What is needed is an exact reproduction of the listing, without its pictures.

The records:

- Opening Delimiter -

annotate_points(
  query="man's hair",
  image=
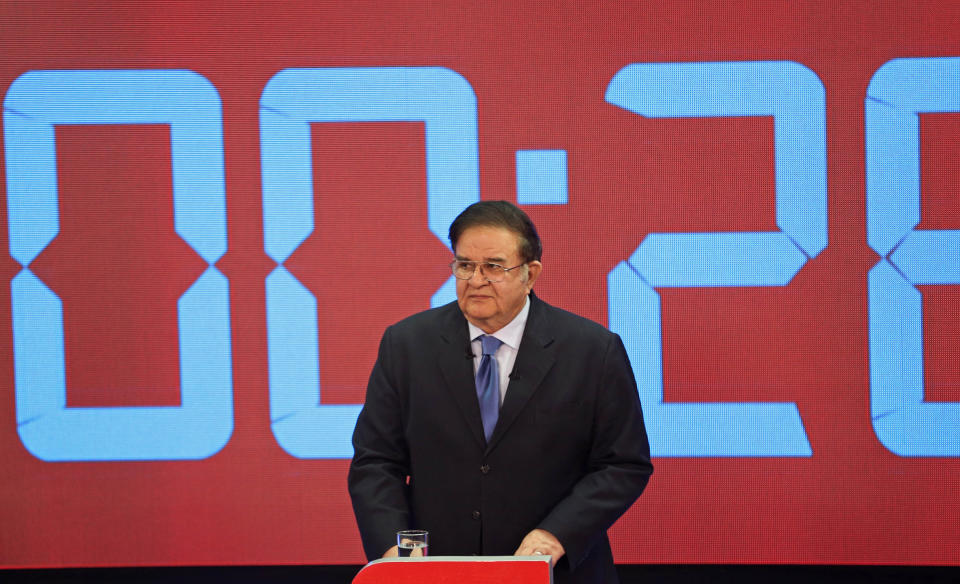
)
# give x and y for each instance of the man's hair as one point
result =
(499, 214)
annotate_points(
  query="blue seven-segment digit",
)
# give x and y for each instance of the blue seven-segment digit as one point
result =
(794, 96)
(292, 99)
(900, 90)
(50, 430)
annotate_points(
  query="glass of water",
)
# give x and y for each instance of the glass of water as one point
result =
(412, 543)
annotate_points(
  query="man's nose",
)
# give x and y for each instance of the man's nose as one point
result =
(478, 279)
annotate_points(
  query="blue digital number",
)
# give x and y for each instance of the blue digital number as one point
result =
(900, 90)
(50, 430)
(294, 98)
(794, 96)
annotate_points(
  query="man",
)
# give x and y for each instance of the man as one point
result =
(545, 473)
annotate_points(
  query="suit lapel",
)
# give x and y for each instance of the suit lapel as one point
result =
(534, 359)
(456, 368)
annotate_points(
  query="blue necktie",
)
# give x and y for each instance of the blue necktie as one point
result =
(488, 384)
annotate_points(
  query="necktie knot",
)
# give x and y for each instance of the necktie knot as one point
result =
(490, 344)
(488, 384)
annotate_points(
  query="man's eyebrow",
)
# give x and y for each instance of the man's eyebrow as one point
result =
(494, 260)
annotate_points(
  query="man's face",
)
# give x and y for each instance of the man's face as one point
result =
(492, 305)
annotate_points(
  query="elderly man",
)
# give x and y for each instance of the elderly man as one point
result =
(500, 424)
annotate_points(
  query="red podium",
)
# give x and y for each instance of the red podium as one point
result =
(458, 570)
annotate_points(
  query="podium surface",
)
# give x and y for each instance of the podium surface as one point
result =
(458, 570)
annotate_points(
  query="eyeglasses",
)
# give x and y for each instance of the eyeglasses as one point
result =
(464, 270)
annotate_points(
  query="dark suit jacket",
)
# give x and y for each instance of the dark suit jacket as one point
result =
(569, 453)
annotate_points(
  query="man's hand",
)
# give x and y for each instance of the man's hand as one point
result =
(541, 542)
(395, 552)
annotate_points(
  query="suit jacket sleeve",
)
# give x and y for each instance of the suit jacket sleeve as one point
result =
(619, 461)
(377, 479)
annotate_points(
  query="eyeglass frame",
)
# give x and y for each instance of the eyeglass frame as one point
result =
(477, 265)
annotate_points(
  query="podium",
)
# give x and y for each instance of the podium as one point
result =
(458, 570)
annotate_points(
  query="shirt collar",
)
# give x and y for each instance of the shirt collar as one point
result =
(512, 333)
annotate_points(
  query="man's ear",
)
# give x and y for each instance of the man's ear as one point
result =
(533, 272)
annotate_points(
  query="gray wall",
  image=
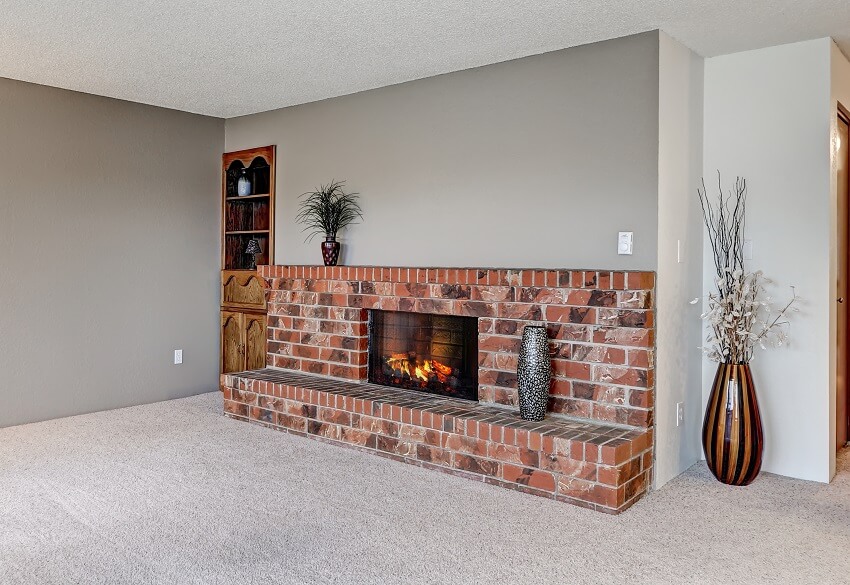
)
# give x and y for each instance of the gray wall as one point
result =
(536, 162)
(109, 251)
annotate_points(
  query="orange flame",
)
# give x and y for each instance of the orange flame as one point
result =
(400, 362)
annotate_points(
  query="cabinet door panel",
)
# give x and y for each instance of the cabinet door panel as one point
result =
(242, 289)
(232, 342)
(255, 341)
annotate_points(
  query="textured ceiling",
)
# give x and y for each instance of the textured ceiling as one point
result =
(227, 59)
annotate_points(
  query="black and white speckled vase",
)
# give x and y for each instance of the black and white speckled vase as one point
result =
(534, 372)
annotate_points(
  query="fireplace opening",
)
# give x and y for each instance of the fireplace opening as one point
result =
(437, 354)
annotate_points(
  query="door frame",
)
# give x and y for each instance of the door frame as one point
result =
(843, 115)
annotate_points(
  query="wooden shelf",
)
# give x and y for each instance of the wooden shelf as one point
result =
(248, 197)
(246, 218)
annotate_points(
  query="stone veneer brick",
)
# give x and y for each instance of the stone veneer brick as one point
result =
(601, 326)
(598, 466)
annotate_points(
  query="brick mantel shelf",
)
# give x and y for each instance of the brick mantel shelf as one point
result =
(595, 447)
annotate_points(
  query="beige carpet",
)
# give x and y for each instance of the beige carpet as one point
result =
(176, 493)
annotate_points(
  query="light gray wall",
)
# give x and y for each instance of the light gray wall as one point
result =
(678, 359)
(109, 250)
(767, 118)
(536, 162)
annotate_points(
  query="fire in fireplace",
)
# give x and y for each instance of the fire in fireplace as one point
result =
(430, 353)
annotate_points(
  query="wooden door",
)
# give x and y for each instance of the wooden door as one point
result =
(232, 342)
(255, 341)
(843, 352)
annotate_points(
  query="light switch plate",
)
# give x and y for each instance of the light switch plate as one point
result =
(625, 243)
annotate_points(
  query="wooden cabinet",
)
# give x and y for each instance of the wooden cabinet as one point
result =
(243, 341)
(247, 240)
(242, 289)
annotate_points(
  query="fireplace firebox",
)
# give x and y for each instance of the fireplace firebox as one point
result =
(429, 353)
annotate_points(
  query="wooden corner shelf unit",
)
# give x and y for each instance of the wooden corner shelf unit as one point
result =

- Closing Delimiter -

Exercise output:
annotate_points(
  query="man's hair",
  image=
)
# give x and y for each instance of the man's hair as one point
result =
(499, 214)
annotate_points(
  query="blue seven-segment digit",
)
# give x and y for each instance of the blue seven-segment digit as one point
result =
(794, 96)
(292, 99)
(900, 90)
(50, 430)
annotate_points(
  query="glass of water",
)
# give x and y for each instance of the glass of water as one point
result =
(412, 543)
annotate_points(
  query="man's nose",
)
# give x and y for each instance of the man's nose as one point
result =
(478, 279)
annotate_points(
  query="blue digital number",
)
# give x and y for each instance of the blue digital number as one point
result =
(900, 90)
(50, 430)
(294, 98)
(794, 96)
annotate_points(
  query="man",
)
# give x and y for each instance of the man as one point
result =
(545, 473)
annotate_points(
  query="suit lapel",
)
# give x and y for each instance of the suit lapel as one point
result =
(534, 359)
(456, 368)
annotate_points(
  query="blue necktie",
)
# give x and y for each instance of the blue necktie as one point
result =
(488, 384)
annotate_points(
  query="necktie knot",
)
# give x and y for each instance of the necktie knot as one point
result =
(490, 344)
(488, 384)
annotate_points(
  query="man's eyebrow",
)
# give x and y for each instance of the man's eyebrow as one point
result =
(494, 260)
annotate_points(
  query="man's face",
)
# give x and y for each instance of the man's face as one point
result =
(492, 305)
annotate_points(
  query="elderly man",
)
# give x and y for each instance of the elderly man as one point
result =
(500, 424)
annotate_points(
  query="red podium",
)
# give x and y for each instance of the red podium as one point
result =
(458, 570)
annotate_points(
  query="podium surface",
)
# give x and y for each instance of the podium surface as one point
result =
(458, 570)
annotate_points(
  query="eyeglasses",
)
# give x and y for each instance of the eyeglasses as one point
result =
(464, 270)
annotate_points(
  query="dark suit jacket",
)
# give x and y for each instance of the dark suit jacket as one point
result =
(569, 453)
annotate_points(
  query="man's hand",
)
# give x and y for each instance of the man's hand as one point
result =
(541, 542)
(395, 552)
annotate_points(
  query="suit jacket sleeve",
)
# give x and y for each instance of the suit jacket sleeve as one point
result =
(619, 461)
(377, 479)
annotate_points(
  query="eyeglass frame",
)
# give x and y for each instance of the eyeglass frame as one point
result =
(477, 265)
annotate_points(
  query="podium",
)
# give x and y for each instance of the podium as one point
result =
(458, 570)
annotate_points(
  query="shirt collar",
)
# give x and y for each instance of the shirt collar as one point
result =
(512, 333)
annotate_points(
  query="man's ear",
)
# give x and y for each instance of the man's ear as one point
result =
(533, 272)
annotate_points(
  query="gray wall",
  image=
)
# give x and y for each instance of the gray wall as one point
result =
(536, 162)
(109, 251)
annotate_points(
  query="orange flame",
)
# give x and y for each instance of the orange flame as one point
result =
(400, 362)
annotate_points(
  query="cabinet door panel",
)
# give x and y for each instance of the cabinet door panel as one point
result =
(242, 289)
(232, 342)
(255, 341)
annotate_points(
  query="textured ceiling",
)
# give x and y for each instance of the textured ceiling as one point
result =
(227, 59)
annotate_points(
  query="black and white speckled vase",
)
# give x and y for each instance of the black and white speckled vase as one point
result =
(534, 372)
annotate_points(
  query="fireplace opening",
)
# give x and y for each instance of the fireplace opening as one point
result =
(437, 354)
annotate_points(
  query="door frame",
)
# give x and y for each instance of the door frame as one point
result =
(843, 115)
annotate_points(
  query="wooden shelf",
)
# give x and y for each instance of the wooden shelf as one point
result =
(248, 197)
(246, 218)
annotate_points(
  query="stone veneer brick",
)
# give x and y for each instance of the stone veneer brick as one point
result =
(601, 326)
(598, 466)
annotate_points(
  query="brick mantel shelf",
)
# give x and y for each instance of the brick mantel shelf as one point
result =
(595, 447)
annotate_points(
  query="beige carpet",
)
# give x and y for each instance of the beige carpet as one point
result =
(176, 493)
annotate_points(
  query="light gray wall",
)
# give x and y for each instance of the light gray wall as one point
result =
(678, 359)
(109, 250)
(767, 118)
(536, 162)
annotate_points(
  query="fire in fireplace",
)
# give x and y for each instance of the fire in fireplace as one point
result =
(430, 353)
annotate_points(
  query="wooden door",
)
# give x and y for each instance of the wooden door as one point
result =
(232, 342)
(255, 341)
(843, 352)
annotate_points(
  query="light switch plate",
)
# give x and y for each instance of the light switch plate as one point
result =
(625, 243)
annotate_points(
  query="wooden cabinet",
)
# give x and y for each instance of the wooden cabinet as one point
result =
(243, 341)
(247, 240)
(242, 289)
annotate_points(
  query="fireplace firebox",
)
# give x and y for each instance of the fireplace firebox as one point
result =
(429, 353)
annotate_points(
  query="wooden corner shelf unit",
)
# give x and y for each instance of the wooden corner shelf unit as one point
result =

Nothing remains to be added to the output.